TEXT PROVIDED ->
== Segment start ==

As part of the overall missile defense cut, the panel's markup of its portion of the authorization bill sliced $160 million from the Pentagon's $310 million proposal for a missile defense site in Eastern Europe.
The cut would prevent the military from doing any construction or other work to prepare a proposed base in Poland for so-called ground-based missile defense interceptors.
Also Wednesday, the Armed Services Military Personnel Subcommittee voted unanimously to exceed President Bush's budget requests for a pay raise and additional military manpower while rejecting administration attempts to increase fees for military retirees' health care and to cut active military medical services.
The panel backed a military pay raise of 3.5 percent, half a percent higher than Bush's proposal, and authorized increases in total personnel for all four services, with even bigger increases in the Army and Marine Corps than Bush and Defense Secretary Robert Gates had sought.
During the Strategic Forces Subcommittee markup, Chairwoman Ellen Tauscher, D-Calif., raised concerns about the European missile site's price tag, which she estimates could hit $4 billion, including significant infrastructure costs. That amounts to a hefty price for what she says is still an unproven system.
Tauscher also has been concerned the United States is moving forward with the proposal on a bilateral basis -- outside of the NATO framework. There is no NATO consensus on the administration's plan for the site or formal agreements for locating missile-warning radar stations elsewhere in Eastern Europe.
Just last week, Gates completed a trip to Poland, Germany and Russia, where he discussed U.S. plans for the site. Russian officials, in particular, have been strongly opposed to creation of a U.S. missile defense site in Europe, arguing that doing so would pose a risk to their national security.
Rep. Trent Franks, R-Ariz., said Wednesday he was disturbed by the depth of the missile defense cuts, and plans to offer amendments during the full committee's markup next week. Franks, a supporter of missile defense, would not comment on amendment language, but said the cut to the European site "dumbfounds" him.
Meanwhile, Strategic Forces Subcommittee ranking member Terry Everett, R-Ala., said he hoped that the money for the site eventually would be restored, particularly if U.S. negotiations with Russia and European countries "produce results."

== Segment end ==

Stored data entries ->
== Segment start ==

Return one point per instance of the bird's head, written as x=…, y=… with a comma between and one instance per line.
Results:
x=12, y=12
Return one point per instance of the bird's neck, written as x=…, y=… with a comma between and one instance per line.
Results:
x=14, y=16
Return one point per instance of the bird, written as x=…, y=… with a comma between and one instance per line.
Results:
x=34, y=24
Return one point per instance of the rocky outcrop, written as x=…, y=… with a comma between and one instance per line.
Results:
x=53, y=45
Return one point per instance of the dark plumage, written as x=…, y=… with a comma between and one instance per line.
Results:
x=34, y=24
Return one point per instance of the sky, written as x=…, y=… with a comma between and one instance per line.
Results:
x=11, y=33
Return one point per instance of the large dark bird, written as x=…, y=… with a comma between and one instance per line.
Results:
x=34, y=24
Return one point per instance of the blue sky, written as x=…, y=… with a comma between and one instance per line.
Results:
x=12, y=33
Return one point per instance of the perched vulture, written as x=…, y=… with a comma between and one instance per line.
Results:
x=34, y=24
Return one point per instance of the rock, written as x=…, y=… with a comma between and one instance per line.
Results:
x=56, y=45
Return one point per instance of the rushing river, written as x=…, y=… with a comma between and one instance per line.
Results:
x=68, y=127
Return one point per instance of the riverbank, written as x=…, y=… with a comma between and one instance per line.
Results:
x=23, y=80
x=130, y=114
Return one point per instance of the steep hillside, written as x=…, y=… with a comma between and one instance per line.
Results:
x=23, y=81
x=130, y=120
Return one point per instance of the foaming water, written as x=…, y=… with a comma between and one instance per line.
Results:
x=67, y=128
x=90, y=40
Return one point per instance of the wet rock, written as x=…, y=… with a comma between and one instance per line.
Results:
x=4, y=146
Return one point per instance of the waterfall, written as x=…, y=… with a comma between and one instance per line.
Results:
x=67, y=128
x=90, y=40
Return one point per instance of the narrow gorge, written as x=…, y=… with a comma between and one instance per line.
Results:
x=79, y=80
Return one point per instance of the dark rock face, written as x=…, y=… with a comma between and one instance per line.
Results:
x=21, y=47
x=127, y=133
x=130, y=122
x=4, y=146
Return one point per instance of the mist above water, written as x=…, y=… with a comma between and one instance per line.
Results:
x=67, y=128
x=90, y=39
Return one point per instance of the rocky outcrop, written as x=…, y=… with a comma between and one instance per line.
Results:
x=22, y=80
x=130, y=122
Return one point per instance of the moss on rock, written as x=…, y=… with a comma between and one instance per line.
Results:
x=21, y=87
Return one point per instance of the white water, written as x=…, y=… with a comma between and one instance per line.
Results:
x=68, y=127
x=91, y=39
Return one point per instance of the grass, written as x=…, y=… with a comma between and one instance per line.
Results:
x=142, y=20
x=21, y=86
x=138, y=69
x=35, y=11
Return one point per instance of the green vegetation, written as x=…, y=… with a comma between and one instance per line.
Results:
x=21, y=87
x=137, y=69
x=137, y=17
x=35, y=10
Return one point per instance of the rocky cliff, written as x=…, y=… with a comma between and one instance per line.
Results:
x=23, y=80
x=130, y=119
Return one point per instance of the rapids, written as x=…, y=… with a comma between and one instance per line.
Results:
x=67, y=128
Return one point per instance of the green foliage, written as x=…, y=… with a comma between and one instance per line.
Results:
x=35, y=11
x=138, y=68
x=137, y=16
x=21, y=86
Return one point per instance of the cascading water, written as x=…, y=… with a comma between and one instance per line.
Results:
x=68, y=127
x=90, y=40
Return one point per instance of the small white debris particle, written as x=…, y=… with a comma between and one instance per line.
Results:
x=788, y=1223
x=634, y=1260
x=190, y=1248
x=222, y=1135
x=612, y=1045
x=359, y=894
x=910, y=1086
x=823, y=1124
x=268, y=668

== Segment end ==

SET OF TASKS ->
(a) In the missile defense article, what military pay raise did the Military Personnel Subcommittee back?
(b) Reproduce the missile defense article word for word from "As part of the" to "military medical services.".
(c) Take the missile defense article further, beginning after its final sentence.
The listing comes from a separate source that has no connection to the missile defense article.

TASK-BY-TASK OUTPUTS ->
(a) A 3.5 percent raise, half a percent higher than Bush's proposal.

(b)
As part of the overall missile defense cut, the panel's markup of its portion of the authorization bill sliced $160 million from the Pentagon's $310 million proposal for a missile defense site in Eastern Europe.
The cut would prevent the military from doing any construction or other work to prepare a proposed base in Poland for so-called ground-based missile defense interceptors.
Also Wednesday, the Armed Services Military Personnel Subcommittee voted unanimously to exceed President Bush's budget requests for a pay raise and additional military manpower while rejecting administration attempts to increase fees for military retirees' health care and to cut active military medical services.

(c)
Despite concerns over some cuts, Everett applauded Tauscher on the markup, which continues a trend within the House and Senate Armed Services committees to shift money from high-risk missile defense programs to more immediate priorities. Last year, lawmakers authorized the Pentagon's full $9.3 billion request for missile defense, but gave near-term programs in the bill higher priority for spending.
In her markup, Tauscher cut $400 million from the Airborne Laser program, $85 million from the Space Tracking and Surveillance System, $80 million from Multiple Kill Vehicle, and $10 million from the proposed Space Test-Bed, all considered either less mature or high-risk programs.
But Tauscher also added money to several programs, including $66 million for efforts on the Aegis sea-based missile defense system and $12 million for additional Patriot PAC-3 missiles.
During the Personnel Subcommittee markup, Chairman Vic Snyder, D-Ark., won approval for authorizing Army personnel strength in fiscal 2008 at 525,400, which he said exceeded Bush's request by 36,000 troops. The authorized strength for the Marine Corps would be 189,000, which Snyder said was 9,000 above Bush's request.
Both Snyder and ranking member John McHugh, R-N.Y., said the biggest challenge was overcoming Bush's proposals to charge some former military personnel higher fees under the TRICARE health plan and to impose "efficiency savings" in military health services. The panel also rejected the proposal to increase pharmacy fees for TRICARE participants.
McHugh said "so-called efficiency wedges can only be described as a cut" and observed that the services' top medical officers said the reduced funding would require cuts in services and closure of some facilities.
The TRICARE fees would have provided $2 billion, and the healthcare "efficiencies" would have cut spending by $212 million, under Bush's budget.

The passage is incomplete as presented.